Listed records:
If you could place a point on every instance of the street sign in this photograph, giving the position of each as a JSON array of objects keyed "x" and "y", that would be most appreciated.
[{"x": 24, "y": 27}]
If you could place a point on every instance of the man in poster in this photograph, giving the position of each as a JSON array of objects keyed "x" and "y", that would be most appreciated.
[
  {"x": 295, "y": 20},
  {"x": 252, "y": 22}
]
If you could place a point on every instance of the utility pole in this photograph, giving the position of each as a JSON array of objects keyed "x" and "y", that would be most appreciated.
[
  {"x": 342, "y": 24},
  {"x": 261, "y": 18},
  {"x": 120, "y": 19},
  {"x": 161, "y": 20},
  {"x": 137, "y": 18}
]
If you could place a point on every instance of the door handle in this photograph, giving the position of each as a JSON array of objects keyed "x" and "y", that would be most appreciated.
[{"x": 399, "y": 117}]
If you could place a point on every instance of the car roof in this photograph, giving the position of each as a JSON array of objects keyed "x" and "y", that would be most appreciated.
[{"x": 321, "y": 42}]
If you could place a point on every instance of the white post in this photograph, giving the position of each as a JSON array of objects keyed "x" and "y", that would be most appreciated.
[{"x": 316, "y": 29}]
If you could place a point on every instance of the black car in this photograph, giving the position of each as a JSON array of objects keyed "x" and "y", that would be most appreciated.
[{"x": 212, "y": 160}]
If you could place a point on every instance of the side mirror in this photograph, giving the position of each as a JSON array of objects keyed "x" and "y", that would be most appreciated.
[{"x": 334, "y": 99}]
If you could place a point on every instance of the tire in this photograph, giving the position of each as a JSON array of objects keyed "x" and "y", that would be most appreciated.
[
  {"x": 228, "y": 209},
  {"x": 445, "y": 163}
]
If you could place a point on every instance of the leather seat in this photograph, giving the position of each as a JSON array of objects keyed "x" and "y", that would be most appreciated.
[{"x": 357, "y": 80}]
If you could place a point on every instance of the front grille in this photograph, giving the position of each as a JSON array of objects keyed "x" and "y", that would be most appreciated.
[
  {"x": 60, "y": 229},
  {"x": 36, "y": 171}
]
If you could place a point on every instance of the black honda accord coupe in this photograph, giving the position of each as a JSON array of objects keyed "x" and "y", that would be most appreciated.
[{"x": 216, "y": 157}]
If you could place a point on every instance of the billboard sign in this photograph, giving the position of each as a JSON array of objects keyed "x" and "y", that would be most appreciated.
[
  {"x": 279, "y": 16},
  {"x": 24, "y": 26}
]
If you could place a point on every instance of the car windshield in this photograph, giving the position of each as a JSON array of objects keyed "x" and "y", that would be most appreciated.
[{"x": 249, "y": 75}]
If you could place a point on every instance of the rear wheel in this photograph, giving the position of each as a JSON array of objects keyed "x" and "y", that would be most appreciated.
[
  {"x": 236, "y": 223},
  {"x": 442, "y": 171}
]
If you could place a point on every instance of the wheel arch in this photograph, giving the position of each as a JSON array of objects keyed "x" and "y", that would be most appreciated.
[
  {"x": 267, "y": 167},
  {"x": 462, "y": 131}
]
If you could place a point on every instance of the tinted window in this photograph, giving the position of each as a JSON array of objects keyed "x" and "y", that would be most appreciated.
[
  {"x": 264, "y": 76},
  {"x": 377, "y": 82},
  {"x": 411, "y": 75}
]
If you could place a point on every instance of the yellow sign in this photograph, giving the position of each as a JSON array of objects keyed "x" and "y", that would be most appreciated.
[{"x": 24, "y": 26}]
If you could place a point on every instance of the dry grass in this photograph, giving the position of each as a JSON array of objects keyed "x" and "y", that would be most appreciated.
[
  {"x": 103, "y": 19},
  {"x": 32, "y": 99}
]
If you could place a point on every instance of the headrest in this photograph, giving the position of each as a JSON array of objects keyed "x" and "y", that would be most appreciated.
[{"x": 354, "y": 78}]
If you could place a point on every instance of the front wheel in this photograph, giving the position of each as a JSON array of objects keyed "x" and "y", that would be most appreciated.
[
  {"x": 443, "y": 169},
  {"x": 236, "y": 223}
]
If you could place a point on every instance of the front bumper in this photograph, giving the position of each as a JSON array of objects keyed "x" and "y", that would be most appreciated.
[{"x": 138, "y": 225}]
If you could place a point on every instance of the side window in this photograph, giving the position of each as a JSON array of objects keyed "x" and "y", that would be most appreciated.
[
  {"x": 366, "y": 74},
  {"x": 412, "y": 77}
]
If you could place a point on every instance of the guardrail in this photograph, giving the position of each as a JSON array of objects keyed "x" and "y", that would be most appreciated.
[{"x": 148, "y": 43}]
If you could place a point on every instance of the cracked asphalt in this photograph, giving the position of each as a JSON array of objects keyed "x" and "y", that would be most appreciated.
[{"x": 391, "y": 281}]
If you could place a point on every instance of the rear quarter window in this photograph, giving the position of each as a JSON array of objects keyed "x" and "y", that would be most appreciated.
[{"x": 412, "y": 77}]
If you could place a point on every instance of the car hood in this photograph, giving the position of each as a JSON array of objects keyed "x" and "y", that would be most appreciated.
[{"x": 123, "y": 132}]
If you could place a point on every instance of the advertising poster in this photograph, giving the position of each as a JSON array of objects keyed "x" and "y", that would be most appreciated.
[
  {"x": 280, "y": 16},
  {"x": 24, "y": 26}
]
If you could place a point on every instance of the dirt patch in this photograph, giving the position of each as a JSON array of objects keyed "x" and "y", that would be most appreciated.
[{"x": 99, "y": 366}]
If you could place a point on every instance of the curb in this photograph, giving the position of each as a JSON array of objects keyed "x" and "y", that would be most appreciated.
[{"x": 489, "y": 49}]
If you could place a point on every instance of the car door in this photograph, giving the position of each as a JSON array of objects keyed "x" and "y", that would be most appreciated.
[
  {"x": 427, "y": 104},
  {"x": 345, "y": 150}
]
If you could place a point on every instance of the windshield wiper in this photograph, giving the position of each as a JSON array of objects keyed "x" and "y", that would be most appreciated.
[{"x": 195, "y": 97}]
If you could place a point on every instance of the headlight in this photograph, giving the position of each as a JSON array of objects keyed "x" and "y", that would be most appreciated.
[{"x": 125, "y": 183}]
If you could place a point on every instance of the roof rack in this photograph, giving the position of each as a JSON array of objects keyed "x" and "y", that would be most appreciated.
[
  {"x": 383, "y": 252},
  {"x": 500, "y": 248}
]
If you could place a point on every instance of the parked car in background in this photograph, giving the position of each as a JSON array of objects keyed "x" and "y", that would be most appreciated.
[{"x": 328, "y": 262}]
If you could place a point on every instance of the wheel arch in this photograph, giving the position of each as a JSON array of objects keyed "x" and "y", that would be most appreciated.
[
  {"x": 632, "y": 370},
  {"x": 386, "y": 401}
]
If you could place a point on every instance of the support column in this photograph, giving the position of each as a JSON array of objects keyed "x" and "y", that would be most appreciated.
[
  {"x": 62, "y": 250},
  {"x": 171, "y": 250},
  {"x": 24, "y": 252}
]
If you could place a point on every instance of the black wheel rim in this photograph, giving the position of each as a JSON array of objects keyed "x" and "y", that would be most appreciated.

Challenge: Exactly as written, give the line containing "the car door" and all remaining lines of the records.

Answer for the task:
If you could place a point on every instance of the car door in this photograph, giving the position of each as a JSON array of objects keyed "x" and "y", that would be most appreciated.
[
  {"x": 427, "y": 104},
  {"x": 345, "y": 150}
]
If you could place a point on every instance of the windshield wiper in this photograph, giving the position of each as a JSON array of objects keyed "x" and "y", that would be most appreciated.
[{"x": 195, "y": 97}]
If you could place a point on every instance of the headlight in this photograph, giving the position of each as a JSON array of objects keyed "x" and "y", that would be most appreciated.
[{"x": 125, "y": 183}]
If you could place a point on every instance of the roof rack in this photograph, giving the position of each as a JSON array of objects keyed "x" and "y", that would be most appreciated.
[
  {"x": 383, "y": 252},
  {"x": 500, "y": 248}
]
If you could place a point on every instance of the parked car in background in this photograph, giving the position of each as a JSON array of objects keyed "x" and "y", that would be most appreciated.
[{"x": 328, "y": 262}]
If you could place a point on every instance of the wheel arch in this photograph, giving the position of each as a JSON array of objects keyed "x" and "y", that would be most appreciated.
[
  {"x": 632, "y": 370},
  {"x": 386, "y": 401}
]
If you could place a point on every instance of the support column in this photograph, giving the position of each as a JSON array of objects keyed "x" and "y", that would be most appreciated.
[
  {"x": 62, "y": 250},
  {"x": 171, "y": 250},
  {"x": 24, "y": 252}
]
If you could place a point on every instance of the black wheel rim in this photograph, giving the position of each as a JSON array of objects keyed "x" and "y", that would be most appreciated.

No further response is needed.